▶ [Data shown]:
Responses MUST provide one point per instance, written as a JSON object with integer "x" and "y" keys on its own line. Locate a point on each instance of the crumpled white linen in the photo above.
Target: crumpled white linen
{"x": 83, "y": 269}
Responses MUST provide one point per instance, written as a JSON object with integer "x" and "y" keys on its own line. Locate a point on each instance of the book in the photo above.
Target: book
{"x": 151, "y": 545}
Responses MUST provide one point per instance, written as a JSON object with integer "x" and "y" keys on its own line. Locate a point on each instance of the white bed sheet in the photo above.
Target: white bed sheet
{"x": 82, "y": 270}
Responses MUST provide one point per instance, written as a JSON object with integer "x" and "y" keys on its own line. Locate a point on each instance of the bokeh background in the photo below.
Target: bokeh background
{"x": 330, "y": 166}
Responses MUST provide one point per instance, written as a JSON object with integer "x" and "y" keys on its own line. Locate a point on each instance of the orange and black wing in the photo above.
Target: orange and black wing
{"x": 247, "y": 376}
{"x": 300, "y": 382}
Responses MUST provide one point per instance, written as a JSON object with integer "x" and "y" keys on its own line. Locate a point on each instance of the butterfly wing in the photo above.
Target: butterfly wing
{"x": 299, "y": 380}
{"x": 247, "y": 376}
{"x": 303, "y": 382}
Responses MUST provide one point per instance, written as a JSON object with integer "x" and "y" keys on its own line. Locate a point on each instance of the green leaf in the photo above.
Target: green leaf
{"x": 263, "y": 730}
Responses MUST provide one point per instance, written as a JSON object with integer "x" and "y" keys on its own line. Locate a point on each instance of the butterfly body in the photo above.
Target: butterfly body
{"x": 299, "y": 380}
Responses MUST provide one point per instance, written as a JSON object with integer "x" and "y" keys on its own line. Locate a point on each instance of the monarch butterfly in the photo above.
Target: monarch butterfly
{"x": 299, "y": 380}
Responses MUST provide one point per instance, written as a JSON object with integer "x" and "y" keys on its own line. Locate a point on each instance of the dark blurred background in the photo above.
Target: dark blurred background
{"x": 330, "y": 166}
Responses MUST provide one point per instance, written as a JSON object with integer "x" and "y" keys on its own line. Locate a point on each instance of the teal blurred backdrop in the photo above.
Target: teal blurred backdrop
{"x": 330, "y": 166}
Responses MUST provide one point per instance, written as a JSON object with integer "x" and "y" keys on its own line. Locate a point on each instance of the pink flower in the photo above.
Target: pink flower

▶ [The request]: Extract the full listing and reproduce each line exactly.

▶ [Task answer]:
Responses MUST provide one point per instance, written as a JSON object with integer "x" and "y" keys on its own line. Locate a point on each instance of the crumpled white linen in the photo above.
Target: crumpled white linen
{"x": 83, "y": 269}
Responses MUST provide one point per instance, written as a JSON object with integer "x" and "y" keys on its own line. Locate a point on each instance of the book in the photo above.
Target: book
{"x": 151, "y": 545}
Responses MUST provide one point per instance, written as a JSON object with integer "x" and "y" keys on its own line. Locate a point on each instance of the white bed sheet in the photo above.
Target: white bed sheet
{"x": 82, "y": 270}
Responses MUST provide one point per instance, written as a JSON object with integer "x" and "y" keys on its own line. Locate a point on each instance of the bokeh background in the photo below.
Target: bokeh background
{"x": 330, "y": 166}
Responses MUST provide one point per instance, written as a JSON object with integer "x" and "y" keys on its own line. Locate a point on each instance of the orange and black wing in the photo above.
Target: orange and black wing
{"x": 247, "y": 376}
{"x": 300, "y": 382}
Responses MUST provide one point per instance, written as a JSON object with integer "x" and "y" keys on its own line. Locate a point on each instance of the butterfly wing in the photo above.
Target: butterfly wing
{"x": 299, "y": 380}
{"x": 247, "y": 376}
{"x": 303, "y": 382}
Responses MUST provide one point per instance, written as a JSON object with integer "x" and "y" keys on its own line. Locate a point on each instance of the green leaf in the photo above.
Target: green leaf
{"x": 263, "y": 730}
Responses MUST provide one point per instance, written as a JSON object with integer "x" and "y" keys on its own line. Locate a point on each instance of the butterfly body in the photo above.
Target: butterfly body
{"x": 299, "y": 380}
Responses MUST provide one point per instance, written as a JSON object with integer "x" and "y" keys on its own line. Locate a point on each instance of the monarch butterfly in the photo above.
Target: monarch butterfly
{"x": 299, "y": 380}
Responses MUST provide one point per instance, written as a JSON object with integer "x" and "y" keys on its own line. Locate a point on each instance of the dark blurred background in the photo above.
Target: dark blurred background
{"x": 330, "y": 166}
Responses MUST provide one point per instance, written as a JSON object with integer "x" and "y" keys on its own line. Locate a point on each instance of the teal blurred backdrop in the photo above.
Target: teal blurred backdrop
{"x": 330, "y": 166}
Responses MUST provide one point per instance, written as a JSON object with integer "x" and "y" keys on its own line. Locate a point on each instance of the pink flower in the photo above.
Target: pink flower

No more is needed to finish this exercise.